Instructions to follow ▸
Revise the listing below by replacing each occurrence of "Where is each one?" with "Where is each of them located?", keeping everything else unchanged.
%%
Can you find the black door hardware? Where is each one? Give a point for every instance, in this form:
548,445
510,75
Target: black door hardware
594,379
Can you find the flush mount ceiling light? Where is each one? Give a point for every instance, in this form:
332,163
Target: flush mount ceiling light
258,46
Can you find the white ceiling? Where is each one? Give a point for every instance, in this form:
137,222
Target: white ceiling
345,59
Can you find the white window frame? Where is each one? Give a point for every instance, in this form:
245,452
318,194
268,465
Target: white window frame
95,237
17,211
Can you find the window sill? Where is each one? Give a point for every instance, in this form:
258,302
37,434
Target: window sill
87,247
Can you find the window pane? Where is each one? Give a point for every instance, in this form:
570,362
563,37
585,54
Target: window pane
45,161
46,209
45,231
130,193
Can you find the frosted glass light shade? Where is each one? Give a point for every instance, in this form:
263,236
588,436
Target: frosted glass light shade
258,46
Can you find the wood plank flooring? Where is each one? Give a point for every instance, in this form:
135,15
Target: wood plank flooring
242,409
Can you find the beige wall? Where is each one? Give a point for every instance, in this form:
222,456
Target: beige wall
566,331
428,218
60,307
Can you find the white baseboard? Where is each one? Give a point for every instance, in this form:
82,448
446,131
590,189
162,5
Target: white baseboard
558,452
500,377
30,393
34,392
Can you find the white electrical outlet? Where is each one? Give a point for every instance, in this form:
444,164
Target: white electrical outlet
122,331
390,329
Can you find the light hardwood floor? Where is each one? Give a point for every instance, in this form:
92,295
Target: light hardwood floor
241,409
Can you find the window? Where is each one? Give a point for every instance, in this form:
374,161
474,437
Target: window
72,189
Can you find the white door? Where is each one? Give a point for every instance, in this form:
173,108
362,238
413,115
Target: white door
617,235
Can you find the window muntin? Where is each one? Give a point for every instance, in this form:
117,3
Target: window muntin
%%
Full answer ▸
Can you find the black door hardware? Where is each of them located? Give a point for every instance, in this form:
548,445
510,75
Target: black door hardware
594,379
Can you find the flush mount ceiling light? Where is each of them located? Give a point for every instance, in this form:
332,163
Target: flush mount ceiling light
258,46
Can you find the white ceiling? Where is each of them located? Give a point for every instance, in this form:
137,222
Target: white ceiling
345,59
Can you find the white window frame? Where is each of them located? Give a point for every instance, in this form:
245,452
318,194
268,465
Target: white window frame
95,237
17,211
Can you find the window sill? Where is each of them located? Give a point for every instance, in this form:
258,302
37,434
Target: window sill
87,247
Can you find the window pane? Where is each of them located? Give a point for every instance, in this form:
570,362
563,37
585,54
Target: window pane
45,161
46,209
45,231
130,193
Can you find the frosted glass light shade? Where is each of them located? Give a point for every instance, in this form:
263,236
588,436
Target: frosted glass light shade
258,46
Can you find the wood plank flooring? Where is each of them located? Give a point for every instance, in this form:
135,15
Target: wood plank flooring
242,409
Can you find the beige wall? Where is each of them located? Give a point for every instance, in this form:
222,456
Target: beige wall
566,331
428,218
60,307
Can you find the white baseboard? Where is each of them located? Give a point for every instance, in this form:
82,448
446,131
590,189
162,5
Target: white baseboard
558,452
500,377
30,393
34,392
Can you find the white electrical outlet? Where is each of them located? Give a point for every instance, in this form:
444,164
Target: white electrical outlet
122,331
390,329
Can you find the light hardwood floor? Where is each of them located? Give a point for every instance, in this form:
92,295
Target: light hardwood floor
241,409
Can you find the window? Where is each of them located? Give a point for every instance, in this form:
374,161
474,437
Target: window
72,189
Can you find the white door? Where is each of them located? Give a point for every instance, in this form:
173,108
362,238
413,115
Target: white door
617,235
Can you find the window muntin? Where is each of them located? Give a point for every instance, in this form:
117,3
Target: window muntin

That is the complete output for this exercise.